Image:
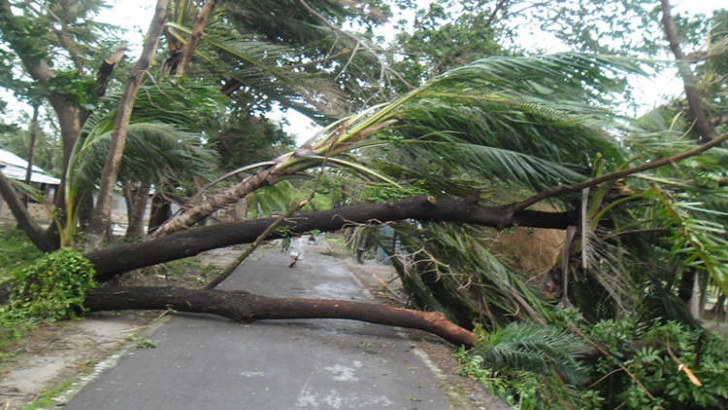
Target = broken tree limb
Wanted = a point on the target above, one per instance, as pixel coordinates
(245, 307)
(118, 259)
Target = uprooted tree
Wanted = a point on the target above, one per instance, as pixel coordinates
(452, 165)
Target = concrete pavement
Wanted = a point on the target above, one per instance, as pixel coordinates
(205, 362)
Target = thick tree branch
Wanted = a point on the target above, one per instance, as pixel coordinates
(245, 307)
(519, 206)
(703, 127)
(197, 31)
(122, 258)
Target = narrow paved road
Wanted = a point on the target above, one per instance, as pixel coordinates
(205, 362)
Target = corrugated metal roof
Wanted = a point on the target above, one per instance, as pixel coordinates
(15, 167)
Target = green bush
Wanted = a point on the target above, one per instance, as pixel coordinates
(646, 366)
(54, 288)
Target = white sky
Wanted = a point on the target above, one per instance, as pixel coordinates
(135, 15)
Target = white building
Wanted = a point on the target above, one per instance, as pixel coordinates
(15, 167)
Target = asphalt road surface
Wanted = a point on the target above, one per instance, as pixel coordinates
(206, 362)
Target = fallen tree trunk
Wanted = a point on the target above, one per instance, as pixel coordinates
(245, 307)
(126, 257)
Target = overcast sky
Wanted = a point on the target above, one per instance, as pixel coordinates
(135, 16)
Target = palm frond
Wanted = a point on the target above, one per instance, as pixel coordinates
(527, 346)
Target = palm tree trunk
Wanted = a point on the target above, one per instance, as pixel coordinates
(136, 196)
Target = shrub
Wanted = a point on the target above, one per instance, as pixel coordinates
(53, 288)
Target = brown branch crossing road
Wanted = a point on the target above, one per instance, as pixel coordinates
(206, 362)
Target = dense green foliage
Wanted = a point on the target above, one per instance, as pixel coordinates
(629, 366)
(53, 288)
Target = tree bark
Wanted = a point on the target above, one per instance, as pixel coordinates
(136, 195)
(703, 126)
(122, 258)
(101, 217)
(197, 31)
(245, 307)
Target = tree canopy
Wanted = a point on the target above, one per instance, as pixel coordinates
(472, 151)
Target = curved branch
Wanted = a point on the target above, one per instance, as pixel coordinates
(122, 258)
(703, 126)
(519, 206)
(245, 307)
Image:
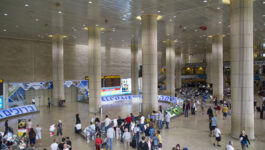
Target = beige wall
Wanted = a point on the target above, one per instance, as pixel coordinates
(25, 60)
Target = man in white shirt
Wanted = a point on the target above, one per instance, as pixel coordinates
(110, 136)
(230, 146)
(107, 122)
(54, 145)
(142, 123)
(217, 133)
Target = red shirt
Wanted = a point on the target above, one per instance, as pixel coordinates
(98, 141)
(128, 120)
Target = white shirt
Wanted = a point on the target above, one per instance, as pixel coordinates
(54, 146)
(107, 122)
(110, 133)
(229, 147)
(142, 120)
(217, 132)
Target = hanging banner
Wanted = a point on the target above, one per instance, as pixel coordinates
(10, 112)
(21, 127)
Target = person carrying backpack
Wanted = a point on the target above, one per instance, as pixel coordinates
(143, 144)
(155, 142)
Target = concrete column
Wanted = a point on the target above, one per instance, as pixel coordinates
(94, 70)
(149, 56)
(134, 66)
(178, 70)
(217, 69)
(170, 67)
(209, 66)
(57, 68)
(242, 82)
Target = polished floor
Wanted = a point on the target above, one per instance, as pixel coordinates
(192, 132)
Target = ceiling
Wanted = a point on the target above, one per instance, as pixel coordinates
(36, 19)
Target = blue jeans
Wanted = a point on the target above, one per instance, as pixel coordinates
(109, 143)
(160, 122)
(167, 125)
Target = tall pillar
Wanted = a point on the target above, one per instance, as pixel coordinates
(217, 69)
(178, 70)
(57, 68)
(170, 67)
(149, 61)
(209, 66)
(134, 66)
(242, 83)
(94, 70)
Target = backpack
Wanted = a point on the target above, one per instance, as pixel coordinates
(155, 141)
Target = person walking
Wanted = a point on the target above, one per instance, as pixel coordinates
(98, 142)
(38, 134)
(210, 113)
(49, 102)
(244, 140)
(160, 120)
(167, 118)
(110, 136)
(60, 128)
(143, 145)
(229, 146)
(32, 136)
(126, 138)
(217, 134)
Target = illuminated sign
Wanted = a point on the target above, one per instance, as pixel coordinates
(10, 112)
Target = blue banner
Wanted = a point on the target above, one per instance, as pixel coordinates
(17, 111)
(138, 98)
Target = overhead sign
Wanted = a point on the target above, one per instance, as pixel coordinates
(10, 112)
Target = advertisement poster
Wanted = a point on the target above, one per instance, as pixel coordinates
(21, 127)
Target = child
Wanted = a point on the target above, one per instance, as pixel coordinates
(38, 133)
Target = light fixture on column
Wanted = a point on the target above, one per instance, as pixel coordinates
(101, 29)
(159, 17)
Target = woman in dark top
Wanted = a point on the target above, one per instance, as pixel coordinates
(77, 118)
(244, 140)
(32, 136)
··········
**Exercise task**
Generate a word-for-word copy of the preceding records, excluding all pictures.

**Written response**
Image:
Target = broken tree limb
Wanted = a point on the target above, one per instance, as pixel coordinates
(245, 307)
(118, 259)
Target = uprooted tree
Wanted = a point on the target above, one per instance, as pixel coordinates
(452, 165)
Target = concrete pavement
Wanted = a point on the target above, one per instance, as pixel coordinates
(205, 362)
Target = thick tree branch
Wanted = a point on the target above, one per instance, as pixel coordinates
(245, 307)
(519, 206)
(703, 127)
(197, 31)
(122, 258)
Target = narrow paved road
Wanted = a point on the target above, one per instance, as pixel coordinates
(205, 362)
Target = corrugated metal roof
Wanted = a point on the target above, one per instance, as pixel coordinates
(15, 167)
Target = green bush
Wanted = a point on the target above, one per instance, as pixel coordinates
(646, 366)
(54, 288)
Target = white sky
Wanted = a point on the target above, one per instance, as pixel coordinates
(135, 15)
Target = white building
Wanted = a point on the target above, one per instance, as pixel coordinates
(15, 167)
Target = asphalt road surface
Wanted = a point on the target above, one per instance, as pixel coordinates
(206, 362)
Target = fallen tree trunk
Wanted = a point on the target above, one per instance, as pixel coordinates
(245, 307)
(126, 257)
Target = overcast sky
Wanted = a point on the target above, one per instance, as pixel coordinates
(135, 16)
Target = palm frond
Wanted = a point on the target above, one per instance, as pixel coordinates
(527, 346)
Target = palm tree trunk
Wanted = a point on the target above, one per instance, as pixel coordinates
(136, 196)
Target = shrub
Wanted = a point on the target above, one per instance, as pixel coordinates
(53, 288)
Target = brown branch crossing road
Wanted = a point on the target above, one per instance, as pixel coordinates
(206, 362)
Target = dense green foliage
Wanted = a point on the target above, one per instance, as pixel coordinates
(629, 366)
(53, 288)
Target = tree bark
Wanted = a point on the target above, one per instance, as pixel coordinates
(136, 195)
(703, 126)
(122, 258)
(101, 217)
(197, 31)
(245, 307)
Target = tree canopy
Wanted = a point on the target above, one per instance, as pixel coordinates
(472, 151)
Target = curved branch
Wanted = a point on the target above, one per instance, as pixel coordinates
(122, 258)
(703, 126)
(519, 206)
(245, 307)
Image:
Target = beige wall
Wanted = a point on the target above, one per instance, as pixel coordinates
(25, 60)
Target = man in white shirt
Wanted = a point on the target above, one per instance, as pixel coordinates
(110, 136)
(230, 146)
(107, 122)
(54, 145)
(142, 123)
(217, 133)
Target = red shirt
Wanted = a point on the target above, one per instance, as pixel coordinates
(98, 141)
(128, 120)
Target = white shirt
Wanted = a point on the target above, one per instance, as pixel coordinates
(54, 146)
(107, 122)
(110, 133)
(229, 147)
(142, 120)
(217, 132)
Target = hanging banner
Wanted = a point on the target above, one per instance, as pixel coordinates
(10, 112)
(21, 127)
Target = person carrying backpack
Wanted = a point on the target above, one per instance, as pixel coordinates
(143, 144)
(155, 142)
Target = concrete column
Wanted = a point on the target above, one per instance, as pixel coordinates
(94, 70)
(149, 56)
(134, 66)
(178, 70)
(217, 69)
(170, 67)
(209, 66)
(57, 68)
(242, 82)
Target = polished floor
Wanted = a point on the target above, one per instance, as pixel coordinates
(192, 132)
Target = ceiling
Wanted = a point on the target above, one per instance, as pixel coordinates
(36, 19)
Target = blue jeans
Wanted = a point on the target above, one per instance, as pixel coordinates
(109, 143)
(160, 122)
(167, 125)
Target = tall pillar
Wanted = a point on the target above, one per instance, as pixel coordinates
(217, 69)
(178, 70)
(57, 68)
(170, 67)
(149, 61)
(209, 66)
(134, 66)
(242, 83)
(94, 70)
Target = backpack
Wanted = a point on the target above, one per instance, as pixel coordinates
(155, 141)
Target = person walking
Wanted = a point on the target above, one per instance, as pixel coordinates
(98, 142)
(38, 134)
(210, 113)
(49, 102)
(244, 140)
(160, 120)
(167, 118)
(110, 136)
(60, 128)
(143, 145)
(229, 146)
(32, 136)
(126, 138)
(217, 134)
Target = illuminated sign
Wanted = a point on the target above, one per instance, as pixel coordinates
(10, 112)
Target = blue banner
Wanted = a point on the target above, one per instance, as pixel coordinates
(17, 111)
(138, 98)
Target = overhead sign
Wanted = a point on the target above, one per instance, as pixel coordinates
(10, 112)
Target = advertisement poster
Wanted = a point on the target above, one per instance, as pixel coordinates
(21, 127)
Target = child
Wanted = a point on the target above, one per instance, as pixel coordinates
(38, 133)
Target = light fixture on column
Wanted = a point on the target above, one per instance, as pixel coordinates
(101, 29)
(159, 17)
Target = woman in dark top
Wanted = a point on the target above, one per instance, as pixel coordinates
(77, 118)
(244, 140)
(32, 136)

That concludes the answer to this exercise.